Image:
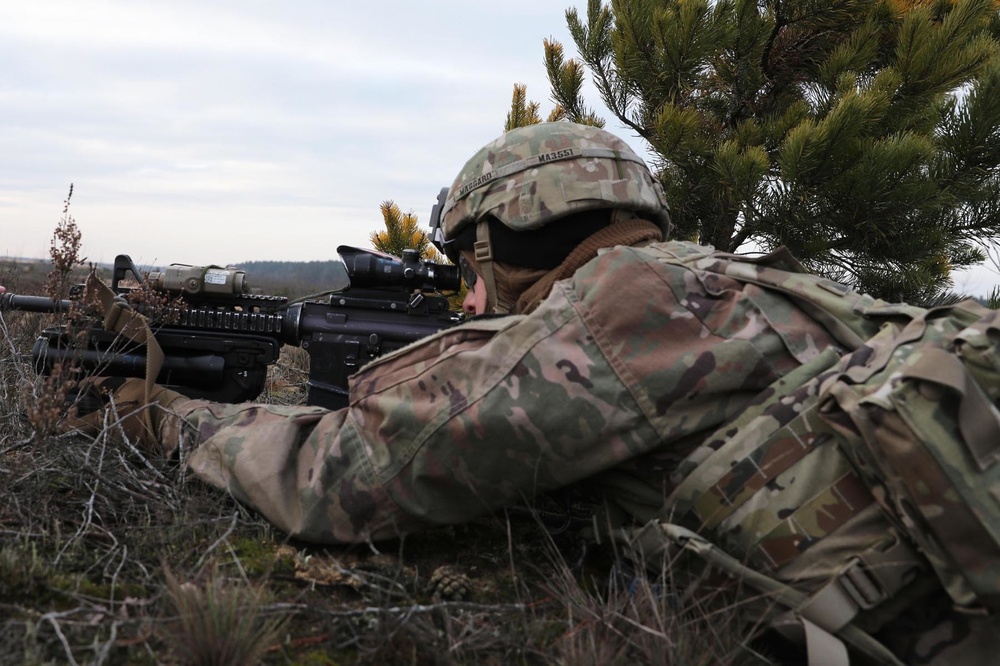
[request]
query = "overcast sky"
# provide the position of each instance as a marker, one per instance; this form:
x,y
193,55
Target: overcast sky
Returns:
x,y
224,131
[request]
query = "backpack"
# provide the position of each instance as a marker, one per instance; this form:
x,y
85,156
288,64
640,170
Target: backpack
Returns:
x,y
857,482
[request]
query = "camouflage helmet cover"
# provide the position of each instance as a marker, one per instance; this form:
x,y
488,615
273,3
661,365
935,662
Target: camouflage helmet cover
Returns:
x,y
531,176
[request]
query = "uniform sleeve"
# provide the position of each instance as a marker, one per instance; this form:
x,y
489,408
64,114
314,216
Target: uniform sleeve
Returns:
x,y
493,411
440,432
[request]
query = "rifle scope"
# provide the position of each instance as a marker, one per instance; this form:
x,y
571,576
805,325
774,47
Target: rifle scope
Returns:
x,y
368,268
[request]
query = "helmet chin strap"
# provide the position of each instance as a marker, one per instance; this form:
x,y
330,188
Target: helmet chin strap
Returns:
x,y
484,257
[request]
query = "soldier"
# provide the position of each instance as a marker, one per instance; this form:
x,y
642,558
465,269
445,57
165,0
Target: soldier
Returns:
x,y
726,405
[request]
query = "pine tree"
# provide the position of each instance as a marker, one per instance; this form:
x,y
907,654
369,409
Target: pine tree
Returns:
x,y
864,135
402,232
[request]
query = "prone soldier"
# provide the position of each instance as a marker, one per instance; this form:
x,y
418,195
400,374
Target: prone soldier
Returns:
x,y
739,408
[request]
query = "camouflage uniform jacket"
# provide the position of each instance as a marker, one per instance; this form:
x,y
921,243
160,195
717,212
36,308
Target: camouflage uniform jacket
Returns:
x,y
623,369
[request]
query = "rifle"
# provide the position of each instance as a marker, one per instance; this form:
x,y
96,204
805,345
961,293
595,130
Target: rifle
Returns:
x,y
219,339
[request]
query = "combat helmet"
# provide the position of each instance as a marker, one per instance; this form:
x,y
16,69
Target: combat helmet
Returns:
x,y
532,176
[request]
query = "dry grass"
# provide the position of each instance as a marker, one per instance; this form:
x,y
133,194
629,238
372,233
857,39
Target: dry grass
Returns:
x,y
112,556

Task
Will you set down the records word for word while leaving out every picture?

Correct result
Image:
[request]
query = "overcast sky"
# provide the position of each instance as a marker, one per instance; this form:
x,y
193,55
Target: overcast sky
Returns:
x,y
224,131
[request]
query = "backpack"
# provide the position of each instance as a marker, one per instance; this form:
x,y
85,156
288,64
640,170
Target: backpack
Returns:
x,y
857,482
[request]
query = "camouflage helmet cover"
# provide the position of each instance as a marker, one per instance; this form:
x,y
488,615
273,3
661,365
935,662
Target: camouflage helmet cover
Returns:
x,y
531,176
[request]
query = "uniform sleeve"
# provide the position of each instance as a marker, one per instance; this form:
x,y
489,408
64,114
314,216
Target: uniform sleeve
Returns:
x,y
493,411
440,432
[request]
query = "rifle scope"
# provide the position of each instance as a marker, one per instance; this form:
x,y
571,576
805,325
774,47
Target: rifle scope
Returns:
x,y
368,268
[request]
query = "helmet chin strap"
# provide the position of each instance as a marker, one per instance; this form:
x,y
330,188
Target: helmet chin strap
Returns:
x,y
484,257
[request]
query = "soldier"
# provide the position of each instance as a marker, one per instance; this form:
x,y
642,558
465,269
445,57
165,0
Target: soldier
Returns:
x,y
726,405
[request]
query = "pine tree"
# provide the position of each instance as a marker, one per instance; this form:
x,y
907,654
369,409
Target: pine tree
Returns:
x,y
864,135
402,232
[request]
query = "prone soldier"
# provide the position of each instance as a marker, one per instance; this form:
x,y
418,195
400,374
Target: prone soldier
Returns:
x,y
739,408
[request]
query = "camouflage uniform jacket"
# provide the position of each instance as a marker, one per instance; this form:
x,y
921,243
160,195
717,212
36,308
Target: camouflage uniform jacket
Returns:
x,y
623,369
[request]
query = "rifle"
# provide the position of each instance as a marker, one per instance; this form:
x,y
96,204
805,345
961,293
595,130
Target: rifle
Returns:
x,y
219,339
[request]
query = "combat helmet"
# provide the position of each instance as a marker, one per instance; this form:
x,y
16,69
Target: combat helmet
Returns:
x,y
532,176
[request]
query = "dry grass"
# provide the position of each instance as a marker, one per instance; this form:
x,y
133,194
629,238
372,233
857,39
Target: dry grass
Returns:
x,y
112,556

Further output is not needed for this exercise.